**Task**
Render the rows below as a numbered list, omitting any blank lines.

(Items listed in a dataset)

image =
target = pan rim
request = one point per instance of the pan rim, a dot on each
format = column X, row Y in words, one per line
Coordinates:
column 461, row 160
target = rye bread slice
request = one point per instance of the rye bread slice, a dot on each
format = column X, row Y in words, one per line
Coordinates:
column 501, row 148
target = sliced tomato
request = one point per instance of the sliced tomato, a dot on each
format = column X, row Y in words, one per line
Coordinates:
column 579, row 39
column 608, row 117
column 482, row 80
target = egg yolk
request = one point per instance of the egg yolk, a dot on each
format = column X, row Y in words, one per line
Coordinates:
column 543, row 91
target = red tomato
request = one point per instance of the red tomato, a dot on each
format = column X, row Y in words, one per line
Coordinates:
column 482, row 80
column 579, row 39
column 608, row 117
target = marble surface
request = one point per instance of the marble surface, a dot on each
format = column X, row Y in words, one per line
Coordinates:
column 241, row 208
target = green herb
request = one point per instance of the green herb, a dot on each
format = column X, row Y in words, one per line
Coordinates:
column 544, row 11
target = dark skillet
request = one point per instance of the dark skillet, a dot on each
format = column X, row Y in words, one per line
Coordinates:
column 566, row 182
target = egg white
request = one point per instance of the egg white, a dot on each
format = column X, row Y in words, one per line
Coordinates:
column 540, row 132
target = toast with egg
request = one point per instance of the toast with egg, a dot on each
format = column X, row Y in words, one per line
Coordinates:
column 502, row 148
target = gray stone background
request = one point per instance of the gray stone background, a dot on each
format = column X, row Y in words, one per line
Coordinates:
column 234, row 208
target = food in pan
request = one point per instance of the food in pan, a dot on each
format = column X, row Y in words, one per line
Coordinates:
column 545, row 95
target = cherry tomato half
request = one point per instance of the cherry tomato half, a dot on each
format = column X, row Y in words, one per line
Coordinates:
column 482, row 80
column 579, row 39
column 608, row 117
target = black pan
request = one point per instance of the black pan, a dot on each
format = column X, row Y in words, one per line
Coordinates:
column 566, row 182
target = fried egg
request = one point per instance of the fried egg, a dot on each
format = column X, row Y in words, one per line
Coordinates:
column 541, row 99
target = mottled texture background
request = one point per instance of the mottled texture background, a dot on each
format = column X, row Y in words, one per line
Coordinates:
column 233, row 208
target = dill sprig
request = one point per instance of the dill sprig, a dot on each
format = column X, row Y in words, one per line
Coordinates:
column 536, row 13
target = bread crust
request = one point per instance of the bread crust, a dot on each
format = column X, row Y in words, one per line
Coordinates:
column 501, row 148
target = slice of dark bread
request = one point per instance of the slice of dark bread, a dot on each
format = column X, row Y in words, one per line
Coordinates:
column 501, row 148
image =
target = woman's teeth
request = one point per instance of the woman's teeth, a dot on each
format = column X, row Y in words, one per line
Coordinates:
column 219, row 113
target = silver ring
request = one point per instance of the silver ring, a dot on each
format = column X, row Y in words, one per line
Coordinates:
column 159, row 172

**The answer**
1. image =
2. target = pan rim
3. request = one point per instance of the pan rim, a dot on each
4. format = column X, row Y in words, one per line
5. Coordinates:
6. column 461, row 160
7. target = rye bread slice
8. request = one point per instance of the rye bread slice, a dot on each
9. format = column X, row Y in words, one per line
10. Coordinates:
11. column 501, row 148
12. target = sliced tomato
13. request = one point per instance of the sliced tomato, a dot on each
14. format = column X, row Y in words, one per line
15. Coordinates:
16. column 579, row 39
17. column 608, row 117
18. column 482, row 80
19. target = egg yolk
20. request = one point per instance of the egg yolk, a dot on each
21. format = column X, row Y in words, one per line
22. Coordinates:
23. column 543, row 91
24. target = red tomato
25. request = one point per instance of the red tomato, a dot on each
26. format = column X, row Y in words, one per line
27. Coordinates:
28. column 482, row 80
29. column 579, row 39
30. column 608, row 117
31. target = marble surface
32. request = one point per instance of the marble surface, a dot on each
33. format = column X, row Y in words, one per line
34. Coordinates:
35. column 241, row 208
36. target = green herb
37. request = one point per instance of the green herb, a dot on each
38. format = column X, row Y in words, one per line
39. Coordinates:
40. column 544, row 11
41. target = dark skillet
42. request = one point per instance of the dark skillet, a dot on each
43. format = column X, row Y in words, one per line
44. Coordinates:
45. column 566, row 182
46. target = egg white
47. request = one point per instance of the egg white, a dot on each
48. format = column X, row Y in words, one per line
49. Coordinates:
50. column 540, row 132
51. target = toast with egg
52. request = one point per instance of the toast with egg, a dot on each
53. format = column X, row Y in words, one per line
54. Coordinates:
55. column 502, row 148
56. target = gray stone background
57. request = one point per instance of the gray stone background, a dot on each
58. format = column X, row Y in words, one per line
59. Coordinates:
60. column 234, row 208
61. target = food in pan
62. request = one point per instance of the food in pan, a dot on each
63. format = column X, row Y in words, one per line
64. Coordinates:
65. column 545, row 95
66. target = cherry tomato half
67. request = one point per instance of the cherry tomato half, a dot on each
68. format = column X, row Y in words, one per line
69. Coordinates:
70. column 482, row 80
71. column 579, row 39
72. column 608, row 117
73. target = black pan
74. request = one point per instance of the black pan, a dot on each
75. format = column X, row Y in words, one per line
76. Coordinates:
77. column 566, row 182
78. target = fried egg
79. request = one point per instance of the fried egg, a dot on each
80. format = column X, row Y in words, one per line
81. Coordinates:
82. column 541, row 99
83. target = mottled texture background
84. request = one point per instance of the mottled texture background, a dot on each
85. format = column X, row Y in words, one per line
86. Coordinates:
87. column 233, row 208
88. target = dill sprig
89. request = one point per instance of the dill sprig, a dot on each
90. format = column X, row Y in words, one per line
91. Coordinates:
92. column 536, row 13
93. target = bread crust
94. request = one point per instance of the bread crust, a dot on each
95. format = column X, row Y in words, one per line
96. Coordinates:
97. column 501, row 148
98. target = slice of dark bread
99. request = one point per instance of the slice of dark bread, a dot on each
100. format = column X, row Y in words, one per line
101. Coordinates:
102. column 501, row 148
103. image =
104. target = woman's teeth
105. request = one point per instance of the woman's teeth, a dot on each
106. format = column X, row Y in words, one per line
107. Coordinates:
108. column 219, row 113
109. target = silver ring
110. request = one point per instance of the silver ring, a dot on each
111. format = column X, row Y in words, one per line
112. Coordinates:
113. column 159, row 172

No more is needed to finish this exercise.